---- Texto de leitura

Quando a gente aprende na escola o inglês, despertam o sonho em alguns desbravadores, o desejo de um dia viajar, conhecer e morar em outro país. O país as vezes não importa, o que importa é o sonho, de mochila nas costas e uma aventura de conhecimento. Muita gente idealiza esse sonho, trabalhar e estudar fora e juntar dinheiro. Uns mais preparados, outros tentam a sorte despreparados mesmos.

No meu caso, eu não sabia nem falar português direito, dinheiro? Nenhum. Tinha uma oportunidade. Agarrei nela e hoje moro há 10 anos na França, vim para cá por força das circunstâncias. Neste tempo aqui vivi muita coisa, conheci muita gente e aprendi uma nova língua que sei falar corretamente. Quer dizer, dizem que eu falo. Não tive oportunidade de estudar, aprendi porque precisei. A necessidade faz a ação.

Se perguntar para uma pessoa, qual a primeira maior dificuldade quando se chega em outro país, ela responderá: o idioma! No meu caso o francês. O primeiro ano é punk! Deixar a família no Brasil, conseguir sobreviver um ano, começar a se adaptar. Eu conheço história de gente que veio só pra juntar grana, gente que casou e veio juntar-se ao marido, gente que veio tentar, tem de tudo um pouco. Conheço brasileiros que vivem aqui há mais de 25 anos. Pessoas diferentes com a mesma coisa em comum: saudade de "casa". Quando me perguntam se sinto saudades? Sim! Da família, comida, amigos, o calor ou a liberdade de sair, ir e vir.

Aqui fora é tudo diferente! Os costumes, o modo de vida diferente do nosso, religiões, cidadania, tudo diferente. Porque aqui na França você liga pra marca tudo! Você não pode chegar sem avisar na casa de ninguém, nem da mãe! Tem que dar 2, 3, 4 beijinhos no rosto dependendo onde você está, se no norte, sul, centro, oeste, ou nordeste do país. Homens, mulheres, crianças, todo mundo beija todo mundo! Mas você só beija quem você conhece, na chegada e na partida, seja em casa ou no restaurante. Eita povo pra gostar de beijos! Aperto de mão só para quem você não conhece ou não tem intimidade.

Uma curiosidade que tinha quando vim pra cá e você deve ter também, se eles tomam banho! SIM. Durante a guerra existiu muito racionamento e isso influenciou o comportamento de gerações. Mais hoje não é bem assim, e eu conheço um monte de francês que são maníacos com banho e higiene.

Se eu gostaria de volta para o Brasil hoje? Não! Nenhuma vontade. Não sinto arrependimento de ter me lançado nesta oportunidade há dez anos atras, hoje entendo que foi o meu grito de liberdade! A França me acolheu, gosto porque aqui as coisas funcionam bem, mais que no Brasil. Mesmo correndo o risco de ser discriminada, mas o cidadão aqui pensa duas vezes pois tem medo de ir para a cadeia. Mesmo sendo estrangeira, eu sinto que aqui há uma busca pela equanimidade, por exemplo, o fato de ter escola pública de qualidade para todos. O mesmo acontece com a valorização da cultura. Uma vez por mês, monumentos importantes são abertos ao público, escolas visitam teatros, museus, cinemas e existe uma tarifa jovem de incentivo as artes. Incentivam a todos os jovens conhecerem a história do seu país através da arte e cultura.

--------
---- Listagem armazenada

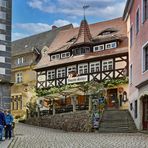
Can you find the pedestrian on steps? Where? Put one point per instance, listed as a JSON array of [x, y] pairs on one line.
[[9, 122]]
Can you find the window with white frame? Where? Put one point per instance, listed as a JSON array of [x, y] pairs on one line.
[[111, 45], [131, 36], [80, 51], [19, 77], [3, 3], [2, 37], [94, 67], [61, 73], [145, 10], [71, 69], [65, 55], [2, 47], [107, 65], [50, 74], [55, 57], [98, 48], [83, 69], [2, 15], [20, 60], [131, 74], [2, 71], [137, 21], [145, 58], [2, 26], [2, 59]]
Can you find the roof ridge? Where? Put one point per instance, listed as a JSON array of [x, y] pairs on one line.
[[38, 34]]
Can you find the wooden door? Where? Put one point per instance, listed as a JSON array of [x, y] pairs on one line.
[[111, 97], [145, 113]]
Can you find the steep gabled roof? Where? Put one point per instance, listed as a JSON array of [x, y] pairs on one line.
[[26, 45], [64, 41], [63, 38]]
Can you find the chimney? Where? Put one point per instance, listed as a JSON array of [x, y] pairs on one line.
[[54, 27]]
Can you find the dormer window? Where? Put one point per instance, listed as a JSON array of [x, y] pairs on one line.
[[111, 45], [72, 40], [55, 57], [65, 55], [98, 48], [80, 51]]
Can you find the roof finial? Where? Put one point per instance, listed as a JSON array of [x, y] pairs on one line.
[[85, 7]]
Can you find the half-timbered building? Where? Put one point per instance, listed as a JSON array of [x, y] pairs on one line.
[[95, 52]]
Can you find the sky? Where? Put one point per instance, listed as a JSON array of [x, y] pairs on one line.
[[30, 17]]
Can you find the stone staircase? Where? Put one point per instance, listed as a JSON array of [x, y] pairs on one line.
[[117, 121]]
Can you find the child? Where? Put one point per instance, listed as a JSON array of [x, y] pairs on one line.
[[9, 121]]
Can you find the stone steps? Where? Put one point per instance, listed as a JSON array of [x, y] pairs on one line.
[[118, 121]]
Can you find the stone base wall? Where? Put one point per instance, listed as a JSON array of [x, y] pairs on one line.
[[72, 122]]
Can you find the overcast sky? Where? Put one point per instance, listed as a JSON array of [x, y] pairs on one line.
[[35, 16]]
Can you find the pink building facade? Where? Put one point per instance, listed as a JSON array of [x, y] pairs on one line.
[[136, 16]]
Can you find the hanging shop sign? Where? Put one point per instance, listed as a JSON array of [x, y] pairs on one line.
[[77, 79]]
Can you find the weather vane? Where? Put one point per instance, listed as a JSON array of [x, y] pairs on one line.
[[85, 7]]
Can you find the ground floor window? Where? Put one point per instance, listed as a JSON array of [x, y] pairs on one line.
[[51, 74], [83, 68], [94, 67], [61, 73], [16, 103], [107, 65]]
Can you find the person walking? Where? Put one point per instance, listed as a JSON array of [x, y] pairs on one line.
[[2, 123], [9, 121]]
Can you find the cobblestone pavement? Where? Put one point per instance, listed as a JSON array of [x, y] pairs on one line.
[[38, 137]]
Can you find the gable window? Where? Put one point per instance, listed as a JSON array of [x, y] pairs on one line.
[[131, 73], [98, 48], [71, 69], [83, 69], [94, 67], [80, 51], [55, 57], [137, 21], [19, 78], [50, 74], [145, 10], [65, 55], [131, 36], [60, 72], [107, 65], [145, 58], [20, 60], [111, 45]]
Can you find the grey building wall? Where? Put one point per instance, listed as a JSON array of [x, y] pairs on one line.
[[5, 52]]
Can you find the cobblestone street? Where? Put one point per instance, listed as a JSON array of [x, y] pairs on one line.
[[38, 137]]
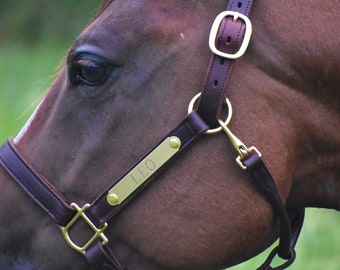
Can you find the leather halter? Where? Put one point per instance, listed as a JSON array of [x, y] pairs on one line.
[[227, 42]]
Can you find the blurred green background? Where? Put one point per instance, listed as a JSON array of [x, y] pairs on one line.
[[34, 38]]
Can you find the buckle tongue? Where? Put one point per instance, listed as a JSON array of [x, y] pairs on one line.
[[214, 32], [99, 232]]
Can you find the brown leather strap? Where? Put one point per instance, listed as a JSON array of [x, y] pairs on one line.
[[40, 190], [100, 211], [230, 38], [188, 130]]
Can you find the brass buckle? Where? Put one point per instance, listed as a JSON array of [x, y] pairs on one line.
[[214, 32], [226, 122], [99, 233], [242, 150]]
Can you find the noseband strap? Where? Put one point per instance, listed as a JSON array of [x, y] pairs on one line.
[[230, 41]]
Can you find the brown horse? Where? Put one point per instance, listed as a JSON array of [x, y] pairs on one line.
[[127, 82]]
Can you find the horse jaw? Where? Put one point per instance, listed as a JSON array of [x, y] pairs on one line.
[[189, 218]]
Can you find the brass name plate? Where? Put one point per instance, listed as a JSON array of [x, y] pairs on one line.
[[143, 170]]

--------

O que fazer:
Retome o relato sobre a vida na França e dê continuidade a ele logo após a última frase. A listagem não tem nenhum papel nesta atividade.

Resposta do exercício:
Quem tem dinheiro na França? Quem trabalhou a vida toda, ou seja os idosos. Eles que podem comprar o carros do ano, já o jovem tira sua habilitação para herdar o carro velho da vovó. Poucos são os que ganham carro novo de presente, um hábito no Brasil nas famílias de classe média. Aqui não tem obrigação de votar, também não paga multa alguma. Sua prática religiosa é livre. Mas eles entende que a religião é algo singular e individual, por isso não usam adereços religiosos nas ruas, só por dentro da roupa. Aqui eles entendem que cada coisa é no seu lugar, no congresso os políticos, nas igrejas os fiéis.

Aqui na França tem gente que acha que o Brasil se resume a Rio de Janeiro, São Paulo, carnaval praia e festas.. que no Brasil tudo pode porque não tem leis. Para outros a dificuldade é aceitar o quanto esses dois países são tão diferentes, mas são racistas e homofóbicos. Há os que tem medo de conhecer o Brasil, tem os que amam nossas variações de cor e credo.

Eu amo mora aqui, eu amo a França! Eu trabalho de diarista e a minha filha frequenta a mesma escola de ballet que a filha da minha patroa, eles não fazem diferença. Mesmo eu ganhando pouco, consigo dar para a minha filha qualidade de vida, educação, saúde e segurança. Tudo que eu, uma mulher nordestina de família humilde, mãe solteira, jamais conseguiria proporcioná-la morando no Brasil. Venho tentando construir nossos caminhos aqui, ser o mais honesta possível com a minha filha, com meus sentimentos. Levei 6 anos para me instalar, conquistas meu canto depois de recomeçar do zero. Levei todo esse tempo para aceitar que realmente estava tudo certo e que eu já podia sossegar!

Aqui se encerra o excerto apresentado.